RECORDS SUPPLIED ::
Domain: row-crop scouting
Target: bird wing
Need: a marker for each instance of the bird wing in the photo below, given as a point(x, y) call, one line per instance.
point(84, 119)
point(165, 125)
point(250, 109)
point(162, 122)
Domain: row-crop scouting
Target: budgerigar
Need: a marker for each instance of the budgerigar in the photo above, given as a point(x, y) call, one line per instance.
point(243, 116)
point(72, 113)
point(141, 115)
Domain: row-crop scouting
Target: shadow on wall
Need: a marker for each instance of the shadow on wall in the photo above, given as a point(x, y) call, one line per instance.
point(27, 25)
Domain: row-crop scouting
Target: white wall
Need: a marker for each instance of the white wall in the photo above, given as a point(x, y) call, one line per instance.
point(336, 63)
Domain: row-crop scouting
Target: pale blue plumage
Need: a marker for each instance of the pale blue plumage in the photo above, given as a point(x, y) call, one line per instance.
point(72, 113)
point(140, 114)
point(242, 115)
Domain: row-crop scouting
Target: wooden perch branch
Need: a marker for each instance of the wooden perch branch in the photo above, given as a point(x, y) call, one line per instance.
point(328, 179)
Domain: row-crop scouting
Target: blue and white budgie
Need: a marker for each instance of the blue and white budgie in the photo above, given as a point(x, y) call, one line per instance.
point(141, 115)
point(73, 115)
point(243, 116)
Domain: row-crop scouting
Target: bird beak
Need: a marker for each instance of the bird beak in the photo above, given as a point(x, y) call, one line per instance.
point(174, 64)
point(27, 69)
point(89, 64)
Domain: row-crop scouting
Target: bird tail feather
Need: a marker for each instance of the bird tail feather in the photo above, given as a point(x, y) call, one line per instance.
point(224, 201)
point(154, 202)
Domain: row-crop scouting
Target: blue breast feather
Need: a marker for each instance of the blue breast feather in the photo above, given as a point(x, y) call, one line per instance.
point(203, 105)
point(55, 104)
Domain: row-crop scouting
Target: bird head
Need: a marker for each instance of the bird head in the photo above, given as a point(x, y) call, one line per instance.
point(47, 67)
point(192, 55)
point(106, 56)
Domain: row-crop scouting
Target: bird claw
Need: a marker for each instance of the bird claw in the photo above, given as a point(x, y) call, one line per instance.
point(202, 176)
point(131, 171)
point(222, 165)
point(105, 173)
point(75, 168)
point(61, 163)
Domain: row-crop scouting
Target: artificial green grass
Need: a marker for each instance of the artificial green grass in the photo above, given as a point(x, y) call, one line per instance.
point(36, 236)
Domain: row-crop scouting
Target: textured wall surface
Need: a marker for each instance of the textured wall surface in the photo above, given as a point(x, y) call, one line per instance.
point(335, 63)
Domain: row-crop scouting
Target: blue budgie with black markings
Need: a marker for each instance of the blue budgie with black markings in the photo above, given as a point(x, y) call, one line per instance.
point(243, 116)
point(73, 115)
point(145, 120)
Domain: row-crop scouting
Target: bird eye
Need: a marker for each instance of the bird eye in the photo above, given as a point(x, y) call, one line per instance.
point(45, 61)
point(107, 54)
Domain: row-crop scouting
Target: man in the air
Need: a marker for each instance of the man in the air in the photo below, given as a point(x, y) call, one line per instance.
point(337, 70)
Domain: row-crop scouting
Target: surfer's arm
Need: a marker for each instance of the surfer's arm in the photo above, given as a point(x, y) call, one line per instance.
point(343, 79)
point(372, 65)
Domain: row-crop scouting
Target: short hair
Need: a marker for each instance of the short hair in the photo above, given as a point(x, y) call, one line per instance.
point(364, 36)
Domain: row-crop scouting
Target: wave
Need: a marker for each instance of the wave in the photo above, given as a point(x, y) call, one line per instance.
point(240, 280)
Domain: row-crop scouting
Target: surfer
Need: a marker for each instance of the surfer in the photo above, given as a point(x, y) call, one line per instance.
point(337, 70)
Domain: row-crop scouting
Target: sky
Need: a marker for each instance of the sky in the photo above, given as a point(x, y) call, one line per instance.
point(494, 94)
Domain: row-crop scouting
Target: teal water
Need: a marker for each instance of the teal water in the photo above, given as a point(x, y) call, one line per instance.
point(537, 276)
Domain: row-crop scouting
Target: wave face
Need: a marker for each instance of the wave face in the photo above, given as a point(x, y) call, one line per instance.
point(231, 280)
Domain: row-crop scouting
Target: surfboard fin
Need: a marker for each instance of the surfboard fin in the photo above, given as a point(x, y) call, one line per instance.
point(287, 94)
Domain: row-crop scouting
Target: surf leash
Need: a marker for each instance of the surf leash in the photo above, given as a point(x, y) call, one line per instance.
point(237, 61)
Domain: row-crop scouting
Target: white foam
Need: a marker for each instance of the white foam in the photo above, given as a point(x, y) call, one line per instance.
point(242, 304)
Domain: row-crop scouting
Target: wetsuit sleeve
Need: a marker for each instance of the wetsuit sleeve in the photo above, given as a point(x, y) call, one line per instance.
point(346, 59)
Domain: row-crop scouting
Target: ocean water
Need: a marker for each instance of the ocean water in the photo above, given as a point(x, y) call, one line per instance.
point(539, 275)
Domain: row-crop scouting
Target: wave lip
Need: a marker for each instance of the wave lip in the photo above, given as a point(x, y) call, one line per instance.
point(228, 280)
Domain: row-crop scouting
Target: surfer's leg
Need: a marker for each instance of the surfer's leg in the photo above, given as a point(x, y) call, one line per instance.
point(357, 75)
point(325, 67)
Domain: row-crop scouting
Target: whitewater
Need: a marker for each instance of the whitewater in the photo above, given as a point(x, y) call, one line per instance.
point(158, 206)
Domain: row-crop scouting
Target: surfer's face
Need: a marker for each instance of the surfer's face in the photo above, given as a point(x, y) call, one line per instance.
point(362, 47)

TASK DETAILS ::
Rewrite the items from the start of the records through the line containing "point(242, 115)", inclusive, with the requests included and 108 added to every x and y coordinate in the answer points.

TASK RESULT ::
Domain: row-crop scouting
Target: bird wing
Need: a marker for each instance of the bird wing in the photo below, given as a point(x, y) call, one line per instance.
point(192, 227)
point(273, 233)
point(358, 217)
point(270, 230)
Domain: row-crop scouting
Target: budgerigar
Need: a marker for each instance of the budgerigar in the photo above, given as a point(x, y) call, one line per instance.
point(351, 224)
point(180, 221)
point(249, 223)
Domain: row-crop scouting
Target: shadow on wall
Need: a marker for each instance of the shadow on wall in the photo above, given as a point(x, y) call, one line per instance.
point(135, 133)
Domain: row-crop scouting
Target: white wall
Need: a marker for each instance of the white wall in the photo above, given as a point(x, y) call, one line per instance.
point(444, 171)
Domain: row-crop scouting
Target: pale blue plumage
Need: a marker for each instance of the pale blue plumage in the photo above, given as a point(x, y) call, one line per instance.
point(180, 221)
point(248, 222)
point(350, 223)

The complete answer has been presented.